**Your task:** Copy exactly, and only, the lines that start at the line containing "If you could mark the man" and end at the last line of the material below.
-=-=-=-=-
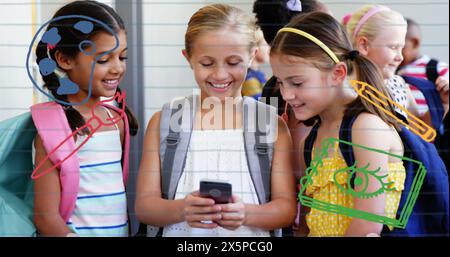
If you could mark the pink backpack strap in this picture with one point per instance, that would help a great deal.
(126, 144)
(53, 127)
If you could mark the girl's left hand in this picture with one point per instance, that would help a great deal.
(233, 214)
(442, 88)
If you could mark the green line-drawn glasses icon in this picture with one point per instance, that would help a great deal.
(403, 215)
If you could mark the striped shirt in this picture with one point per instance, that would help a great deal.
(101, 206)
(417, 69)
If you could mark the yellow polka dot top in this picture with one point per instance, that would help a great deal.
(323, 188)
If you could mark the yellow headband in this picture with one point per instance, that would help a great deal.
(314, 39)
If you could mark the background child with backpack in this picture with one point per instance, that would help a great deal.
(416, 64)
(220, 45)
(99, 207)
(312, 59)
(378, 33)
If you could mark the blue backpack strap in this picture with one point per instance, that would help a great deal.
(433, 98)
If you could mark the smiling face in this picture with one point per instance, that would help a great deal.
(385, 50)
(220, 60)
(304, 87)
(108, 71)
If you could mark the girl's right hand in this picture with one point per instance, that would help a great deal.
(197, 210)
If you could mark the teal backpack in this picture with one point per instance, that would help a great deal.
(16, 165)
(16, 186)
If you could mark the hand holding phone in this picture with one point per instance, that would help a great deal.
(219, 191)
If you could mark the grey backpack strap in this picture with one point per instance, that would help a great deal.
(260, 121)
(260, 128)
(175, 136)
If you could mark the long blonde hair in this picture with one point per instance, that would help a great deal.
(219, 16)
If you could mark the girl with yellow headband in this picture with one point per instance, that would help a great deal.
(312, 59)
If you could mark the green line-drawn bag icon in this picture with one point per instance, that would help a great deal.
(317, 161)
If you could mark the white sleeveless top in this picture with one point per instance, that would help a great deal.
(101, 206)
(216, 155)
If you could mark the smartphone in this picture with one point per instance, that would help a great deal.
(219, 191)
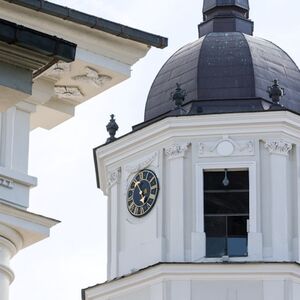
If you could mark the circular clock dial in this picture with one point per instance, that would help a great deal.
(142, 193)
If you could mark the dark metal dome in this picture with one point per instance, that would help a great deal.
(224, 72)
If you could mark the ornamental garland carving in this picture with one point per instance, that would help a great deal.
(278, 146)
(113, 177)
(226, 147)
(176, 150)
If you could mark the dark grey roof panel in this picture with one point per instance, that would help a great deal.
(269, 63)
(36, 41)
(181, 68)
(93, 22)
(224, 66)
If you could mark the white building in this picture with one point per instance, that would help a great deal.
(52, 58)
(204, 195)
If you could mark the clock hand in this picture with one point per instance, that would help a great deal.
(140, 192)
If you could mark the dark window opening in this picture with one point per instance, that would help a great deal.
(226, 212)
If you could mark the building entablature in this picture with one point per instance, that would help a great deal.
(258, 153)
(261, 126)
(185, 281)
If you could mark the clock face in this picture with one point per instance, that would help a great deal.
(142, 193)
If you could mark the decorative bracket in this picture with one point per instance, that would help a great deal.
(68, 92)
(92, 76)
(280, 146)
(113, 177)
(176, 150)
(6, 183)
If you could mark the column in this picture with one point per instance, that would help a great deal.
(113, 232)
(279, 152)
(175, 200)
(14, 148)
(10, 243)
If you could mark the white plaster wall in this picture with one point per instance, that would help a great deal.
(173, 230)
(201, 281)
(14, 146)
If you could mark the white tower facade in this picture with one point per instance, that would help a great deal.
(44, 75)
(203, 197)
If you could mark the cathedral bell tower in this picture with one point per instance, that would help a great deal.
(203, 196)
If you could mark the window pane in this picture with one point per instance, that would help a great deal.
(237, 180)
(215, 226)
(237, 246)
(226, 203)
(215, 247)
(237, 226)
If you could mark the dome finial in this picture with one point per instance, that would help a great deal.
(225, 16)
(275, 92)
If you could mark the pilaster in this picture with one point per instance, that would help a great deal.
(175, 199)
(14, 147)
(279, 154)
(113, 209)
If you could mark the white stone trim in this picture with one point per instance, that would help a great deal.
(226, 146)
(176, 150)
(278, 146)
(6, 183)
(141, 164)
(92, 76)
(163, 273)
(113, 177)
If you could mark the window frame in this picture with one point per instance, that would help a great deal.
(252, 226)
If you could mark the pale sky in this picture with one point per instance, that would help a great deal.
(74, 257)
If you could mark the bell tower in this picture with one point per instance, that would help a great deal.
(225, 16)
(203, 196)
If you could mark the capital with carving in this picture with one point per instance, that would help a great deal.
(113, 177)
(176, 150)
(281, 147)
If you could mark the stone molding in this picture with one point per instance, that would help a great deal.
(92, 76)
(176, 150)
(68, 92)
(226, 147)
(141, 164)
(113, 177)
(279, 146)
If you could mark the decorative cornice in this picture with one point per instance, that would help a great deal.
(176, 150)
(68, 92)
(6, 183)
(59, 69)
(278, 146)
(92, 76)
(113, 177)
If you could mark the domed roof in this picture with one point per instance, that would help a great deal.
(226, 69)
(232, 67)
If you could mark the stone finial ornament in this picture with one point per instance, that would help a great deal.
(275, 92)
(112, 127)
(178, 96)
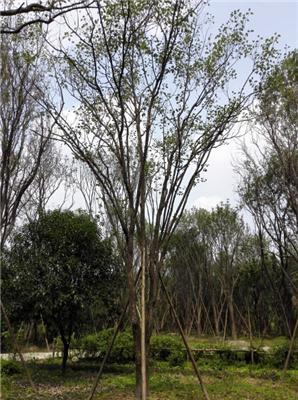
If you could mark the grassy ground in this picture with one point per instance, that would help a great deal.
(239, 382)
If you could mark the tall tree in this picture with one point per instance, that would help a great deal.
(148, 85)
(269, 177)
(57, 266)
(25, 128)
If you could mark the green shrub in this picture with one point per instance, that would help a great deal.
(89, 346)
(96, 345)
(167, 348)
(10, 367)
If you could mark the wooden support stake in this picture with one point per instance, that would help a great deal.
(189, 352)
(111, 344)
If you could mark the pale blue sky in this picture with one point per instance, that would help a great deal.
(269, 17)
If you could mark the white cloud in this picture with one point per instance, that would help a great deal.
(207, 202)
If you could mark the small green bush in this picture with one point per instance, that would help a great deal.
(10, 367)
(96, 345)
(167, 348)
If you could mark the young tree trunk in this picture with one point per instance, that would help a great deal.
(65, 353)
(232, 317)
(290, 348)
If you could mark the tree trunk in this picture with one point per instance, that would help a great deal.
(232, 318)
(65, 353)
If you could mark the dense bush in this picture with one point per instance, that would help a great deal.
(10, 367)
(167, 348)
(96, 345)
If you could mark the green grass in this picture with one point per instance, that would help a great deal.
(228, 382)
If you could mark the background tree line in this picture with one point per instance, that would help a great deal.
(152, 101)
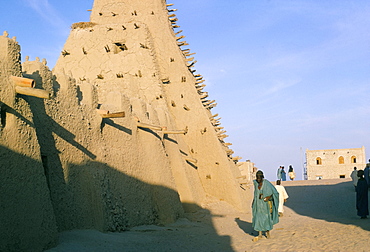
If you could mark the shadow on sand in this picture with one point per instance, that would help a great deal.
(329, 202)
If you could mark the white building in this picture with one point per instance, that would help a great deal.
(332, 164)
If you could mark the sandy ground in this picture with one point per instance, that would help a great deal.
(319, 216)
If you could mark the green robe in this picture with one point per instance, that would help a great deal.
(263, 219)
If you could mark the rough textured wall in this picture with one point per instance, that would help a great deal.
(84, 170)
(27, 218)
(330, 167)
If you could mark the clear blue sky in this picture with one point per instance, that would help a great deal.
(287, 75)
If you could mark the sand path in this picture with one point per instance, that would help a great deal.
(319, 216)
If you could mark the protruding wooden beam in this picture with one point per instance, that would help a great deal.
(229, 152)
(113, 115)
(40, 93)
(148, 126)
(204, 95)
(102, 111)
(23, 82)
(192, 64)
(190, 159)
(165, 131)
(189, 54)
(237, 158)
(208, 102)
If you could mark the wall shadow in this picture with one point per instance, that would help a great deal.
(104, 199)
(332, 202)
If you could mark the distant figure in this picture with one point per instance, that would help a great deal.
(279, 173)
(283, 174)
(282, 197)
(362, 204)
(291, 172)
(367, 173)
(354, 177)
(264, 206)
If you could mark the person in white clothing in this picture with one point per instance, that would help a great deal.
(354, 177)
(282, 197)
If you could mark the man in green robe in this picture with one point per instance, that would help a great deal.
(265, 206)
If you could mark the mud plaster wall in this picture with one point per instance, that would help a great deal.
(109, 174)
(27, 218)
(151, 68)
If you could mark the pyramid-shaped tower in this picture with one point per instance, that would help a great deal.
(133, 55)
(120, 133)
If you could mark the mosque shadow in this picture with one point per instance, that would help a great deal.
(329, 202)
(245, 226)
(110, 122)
-=-=-=-=-
**Output for this exercise:**
If you could mark the man in green robe in this picture with one point per instance, that would help a great deal.
(265, 206)
If you could mark the mud plaster wall in this picture with one point per instance, that would help a great deal.
(109, 174)
(27, 218)
(151, 68)
If you could mark the pyramid-shaped tower in this picture with one point per instance, that would help a great deal.
(133, 55)
(120, 133)
If you could mark the mosque shadow in this picture with one point per instance, that would help a great deal.
(329, 202)
(245, 226)
(110, 122)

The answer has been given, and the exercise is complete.